(Dataset entries on object locations)

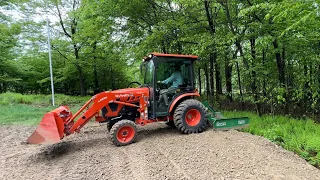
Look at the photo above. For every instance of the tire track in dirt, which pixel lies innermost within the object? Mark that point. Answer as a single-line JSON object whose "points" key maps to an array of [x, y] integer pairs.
{"points": [[160, 153], [126, 165], [175, 165]]}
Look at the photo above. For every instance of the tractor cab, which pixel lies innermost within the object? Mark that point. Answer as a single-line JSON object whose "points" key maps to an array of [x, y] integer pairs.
{"points": [[168, 76]]}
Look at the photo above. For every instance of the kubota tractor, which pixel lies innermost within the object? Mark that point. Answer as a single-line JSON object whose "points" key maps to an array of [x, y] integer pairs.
{"points": [[155, 100]]}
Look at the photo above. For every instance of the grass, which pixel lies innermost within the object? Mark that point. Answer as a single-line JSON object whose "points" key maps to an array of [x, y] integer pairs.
{"points": [[299, 136]]}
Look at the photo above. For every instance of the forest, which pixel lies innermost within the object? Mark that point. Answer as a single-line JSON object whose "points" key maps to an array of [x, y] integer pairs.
{"points": [[255, 55]]}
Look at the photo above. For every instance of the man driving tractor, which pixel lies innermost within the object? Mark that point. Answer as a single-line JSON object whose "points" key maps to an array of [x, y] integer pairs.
{"points": [[176, 79]]}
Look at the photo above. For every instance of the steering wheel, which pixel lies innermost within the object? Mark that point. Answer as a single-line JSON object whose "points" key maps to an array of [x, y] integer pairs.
{"points": [[161, 86], [134, 82]]}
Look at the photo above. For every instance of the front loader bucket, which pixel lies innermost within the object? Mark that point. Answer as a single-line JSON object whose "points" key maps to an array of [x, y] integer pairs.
{"points": [[217, 120], [51, 128]]}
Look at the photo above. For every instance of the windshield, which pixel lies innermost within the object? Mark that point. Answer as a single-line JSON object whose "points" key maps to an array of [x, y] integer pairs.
{"points": [[148, 69]]}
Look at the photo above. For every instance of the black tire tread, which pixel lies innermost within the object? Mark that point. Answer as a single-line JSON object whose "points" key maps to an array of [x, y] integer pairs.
{"points": [[114, 130], [179, 118]]}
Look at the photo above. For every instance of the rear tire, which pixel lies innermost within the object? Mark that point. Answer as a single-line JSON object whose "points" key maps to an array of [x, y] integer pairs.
{"points": [[190, 116], [171, 124], [109, 125], [123, 132]]}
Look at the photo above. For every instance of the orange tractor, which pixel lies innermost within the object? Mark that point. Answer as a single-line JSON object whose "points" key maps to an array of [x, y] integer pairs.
{"points": [[163, 97]]}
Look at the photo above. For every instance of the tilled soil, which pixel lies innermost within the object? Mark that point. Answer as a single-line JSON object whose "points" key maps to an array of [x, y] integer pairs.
{"points": [[160, 152]]}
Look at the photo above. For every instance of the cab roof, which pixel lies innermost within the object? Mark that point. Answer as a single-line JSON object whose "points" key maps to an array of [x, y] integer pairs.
{"points": [[192, 57]]}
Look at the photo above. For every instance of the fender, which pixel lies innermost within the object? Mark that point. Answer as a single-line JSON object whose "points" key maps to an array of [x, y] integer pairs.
{"points": [[182, 96]]}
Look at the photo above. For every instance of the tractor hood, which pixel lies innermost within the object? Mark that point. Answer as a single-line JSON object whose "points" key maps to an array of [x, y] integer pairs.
{"points": [[131, 91]]}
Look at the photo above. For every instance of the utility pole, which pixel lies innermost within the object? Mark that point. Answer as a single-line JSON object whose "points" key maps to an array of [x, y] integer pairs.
{"points": [[50, 62]]}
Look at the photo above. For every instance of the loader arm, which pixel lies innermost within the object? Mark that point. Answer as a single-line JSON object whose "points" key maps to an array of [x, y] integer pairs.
{"points": [[60, 122]]}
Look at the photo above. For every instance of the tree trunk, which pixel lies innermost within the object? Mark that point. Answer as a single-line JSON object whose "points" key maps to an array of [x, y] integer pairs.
{"points": [[239, 84], [199, 79], [281, 71], [253, 79], [207, 80], [264, 77], [228, 75], [79, 69], [211, 77], [218, 76], [95, 73]]}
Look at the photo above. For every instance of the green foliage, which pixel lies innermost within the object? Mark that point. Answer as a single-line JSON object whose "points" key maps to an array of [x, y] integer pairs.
{"points": [[299, 136], [40, 100]]}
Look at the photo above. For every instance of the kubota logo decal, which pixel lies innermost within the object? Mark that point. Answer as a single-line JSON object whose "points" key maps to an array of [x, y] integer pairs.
{"points": [[221, 124], [241, 122], [122, 95], [102, 99]]}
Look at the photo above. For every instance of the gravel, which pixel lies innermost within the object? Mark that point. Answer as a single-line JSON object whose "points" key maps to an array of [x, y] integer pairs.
{"points": [[160, 152]]}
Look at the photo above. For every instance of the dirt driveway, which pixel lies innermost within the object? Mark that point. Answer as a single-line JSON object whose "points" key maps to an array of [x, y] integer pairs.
{"points": [[160, 153]]}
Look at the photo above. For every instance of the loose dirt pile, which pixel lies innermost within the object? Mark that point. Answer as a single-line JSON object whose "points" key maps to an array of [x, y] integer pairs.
{"points": [[160, 153]]}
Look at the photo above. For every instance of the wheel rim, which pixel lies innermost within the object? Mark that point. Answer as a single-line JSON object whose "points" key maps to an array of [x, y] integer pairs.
{"points": [[193, 117], [125, 134]]}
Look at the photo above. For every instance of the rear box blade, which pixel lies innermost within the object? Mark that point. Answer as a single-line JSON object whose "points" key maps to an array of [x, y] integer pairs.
{"points": [[50, 129], [230, 123]]}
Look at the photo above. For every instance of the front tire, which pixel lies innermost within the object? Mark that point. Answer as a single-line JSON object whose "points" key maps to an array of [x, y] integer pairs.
{"points": [[123, 132], [190, 116]]}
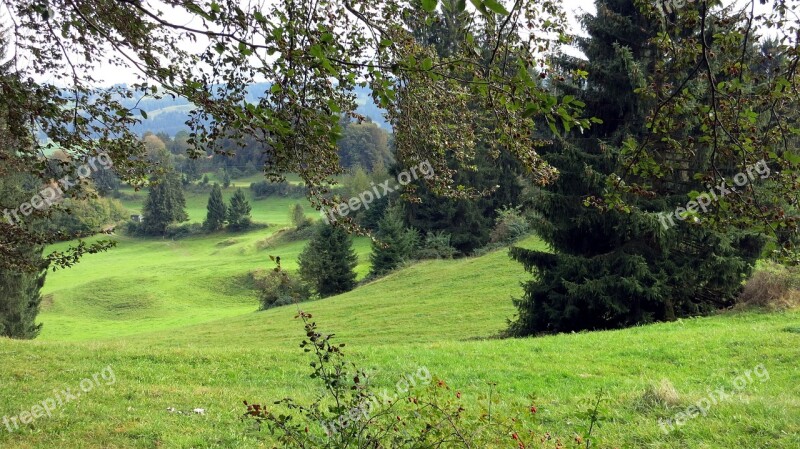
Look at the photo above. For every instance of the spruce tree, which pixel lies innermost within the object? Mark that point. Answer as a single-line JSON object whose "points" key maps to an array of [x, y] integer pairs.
{"points": [[239, 212], [217, 212], [20, 286], [327, 262], [20, 298], [612, 268], [468, 221], [394, 245], [165, 205]]}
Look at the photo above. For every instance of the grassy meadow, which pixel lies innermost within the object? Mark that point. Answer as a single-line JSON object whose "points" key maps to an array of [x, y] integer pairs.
{"points": [[177, 323]]}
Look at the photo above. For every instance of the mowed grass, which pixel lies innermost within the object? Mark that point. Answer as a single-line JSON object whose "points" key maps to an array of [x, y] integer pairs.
{"points": [[178, 325]]}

> _WORK INSTRUCTIONS_: Copy every entry above verbatim and leave out the pictures.

> _OUTPUT_:
Look at the photo above. For every instance of the tire track in dirt, which pixel lies innermost within the object? Mark that point. Answer as a single-line JSON object whose "points" key maps to an array of [x, y] integer pairs.
{"points": [[160, 153], [126, 165], [175, 165]]}
Look at the photo above. For every instance of the tractor cab, which pixel lies innermost within the object? Mark that point. Answer as a single-line JSON object whose "points" key maps to an array of [x, y] integer pairs.
{"points": [[168, 76]]}
Look at the photo above. For every instance of the kubota tractor, which pixel lies innermost within the object? Mark that point. Answer as a single-line JSON object whose "points" key maps to an array of [x, y] integer pairs.
{"points": [[155, 100]]}
Look at the photo above. For every instance of the grass, which pixel lies innermost within the object? Mark that point. Answer as a single-line JSON object whose "points" key maps to an array of [x, y] integer pairs.
{"points": [[299, 136]]}
Look at the photo above. For every instance of the forest, which pixel lies innermost within the object? Mark that point. Answer as a single-line JSON object whose "points" key maps to an array of [x, y] integer pairs.
{"points": [[255, 55]]}
Look at the photo above. For every instance of the man driving tractor, which pixel lies innermost within the object? Mark that point. Answer as a single-line JSON object whose "points" key maps to an array of [x, y] integer pairs.
{"points": [[176, 79]]}
Look at the photo above. For every instance of the steering wheel, which pixel lies innermost within the object? Mark that point. Answer as a single-line JSON object whose "points" key maps to an array of [x, y] integer pairs.
{"points": [[161, 86], [134, 82]]}
Look at the photo above. For every instance of the front loader bucket, which pixel lies innermost within the object? Mark that point. Answer as a single-line JSON object whose "points" key maps to an array of [x, y] integer pairs.
{"points": [[217, 120], [51, 128]]}
Look at the photo above. For every instance of the windshield, which pixel lies innermost within the object? Mark that point. Answer as a single-line JSON object whose "points" key maps to an array of [x, y] integer pairs.
{"points": [[148, 69]]}
Look at the photo above. For every instance of the black tire tread, which pixel lies innermost within the object? Mark that point. Answer as a single-line JSON object whose "points" key maps to an array of [x, y] integer pairs.
{"points": [[114, 130], [179, 118]]}
Look at the photo above. For every instance of the rear tire, which pixel lies innermost within the object? Mark that point. Answer as a single-line JSON object whose "points" key maps to an array of [x, y] integer pairs.
{"points": [[190, 116], [171, 124], [109, 125], [123, 132]]}
Look at the photo above. For every instance of the orange tractor, which pixel lies innermost within the object? Mark that point. Answer as a single-line JSON object whose "points" key maps to an array of [x, y] integer pairs.
{"points": [[163, 97]]}
Look at the photo above. For every instance of the tilled soil, which pixel lies innermost within the object? Mark that point. Answer as a single-line JSON object whose "points" key maps to an array of [x, y] integer pairs.
{"points": [[160, 152]]}
Look at the photo above. For every instance of the cab roof, which pixel lies innermost within the object? Mark that point. Answer as a single-line JSON object whose "points" key maps to an array of [x, y] integer pairs.
{"points": [[192, 57]]}
Look at the photo above. For every instance of the fender, which pixel lies innermost within the object? Mark that point. Answer as a single-line JSON object whose "points" key maps to an array of [x, y] integer pairs.
{"points": [[182, 96]]}
Look at the photo above. For every instance of the tractor hood, which pixel lies innermost within the object? Mark that point. Answer as a single-line JSON object whose "points" key maps to an array of [x, y] integer pairs.
{"points": [[131, 91]]}
Look at the photo above. For every instance of the utility pole, which pixel lies innermost within the object? Mark that point. Answer as a single-line JSON object whose "points" key maps to an array of [x, y] integer pairs.
{"points": [[50, 62]]}
Look at the photo above. For every instance of the loader arm, which pixel lies innermost within the object? Mark that point. Answer as a single-line JSON object whose "points" key maps to an array of [x, y] integer pairs.
{"points": [[60, 122]]}
Look at the photo above. For every instance of the tree trunk, which pixel lies innermost within the object? Mark that point. Answer as a single-line JSON object whose "points" key maps to an array of [x, y] integer pairs.
{"points": [[239, 84], [199, 79], [281, 71], [253, 79], [207, 80], [264, 77], [228, 75], [79, 69], [211, 77], [218, 76], [95, 73]]}
Look at the photo above. For every instance of the green foliage, which pixel lies innermost within the object? Mark that point. Answer as a single-line JSON object whose "points" key maps to an array of [x, y] integer pairs.
{"points": [[299, 136], [40, 100]]}
Look at the photo above. For every instance of the kubota logo decal, which pixel lies innermost within the object? Mark that point. Answer as a single-line JSON object whose "points" key maps to an array of [x, y] integer pairs.
{"points": [[221, 124], [241, 122], [122, 95], [102, 99]]}
Look at the photo above. For every instance of the gravel, which pixel lies innermost within the object? Mark that point. Answer as a single-line JSON object whose "points" key maps to an array of [x, y] integer pairs.
{"points": [[160, 152]]}
Look at the photo above. For every instance of the dirt driveway, which pixel lies innermost within the object? Mark that point. Answer as a single-line JSON object whose "points" key maps to an array of [x, y] integer pairs.
{"points": [[160, 153]]}
Look at the photo above. For every instance of the loose dirt pile, which pixel lies innermost within the object? Mark that point. Answer as a single-line JSON object whose "points" key maps to an array of [x, y] integer pairs.
{"points": [[160, 153]]}
Look at the photo above. For every instance of the wheel rim, which pixel lies innermost within the object? Mark that point. Answer as a single-line JSON object whose "points" key maps to an array of [x, y] integer pairs.
{"points": [[193, 117], [125, 134]]}
Look at the photo above. For every instance of the rear box blade, which pixel lies innermost within the object? Mark that point. Answer as a single-line JSON object whose "points" key maps to an array of [x, y] integer pairs.
{"points": [[50, 129], [230, 123]]}
Look at the photo above. For every instance of the front tire, which pixel lies innermost within the object? Mark that point. Answer as a single-line JSON object whose "points" key maps to an array of [x, y] integer pairs.
{"points": [[123, 132], [190, 116]]}
Look at the photo above. For every instance of the spruce tree, which pixel lies innermost within the object? Mark that point. Answer as a single-line JSON object whose "points" key maps to an array of [x, y] integer pairs.
{"points": [[239, 212], [217, 212], [20, 286], [327, 262], [20, 298], [612, 268], [468, 221], [394, 245], [165, 205]]}
Look at the photo above. For every instance of the grassy meadow, which pixel lies innermost within the object? Mark that point. Answer as a single-line JSON object whose "points" key maps to an array of [x, y] integer pairs.
{"points": [[177, 323]]}
Look at the photo above. For every instance of the mowed grass, which pixel lies innermost within the object? Mark that point. Answer as a single-line JSON object whose "points" key maps to an array of [x, y] integer pairs.
{"points": [[178, 325]]}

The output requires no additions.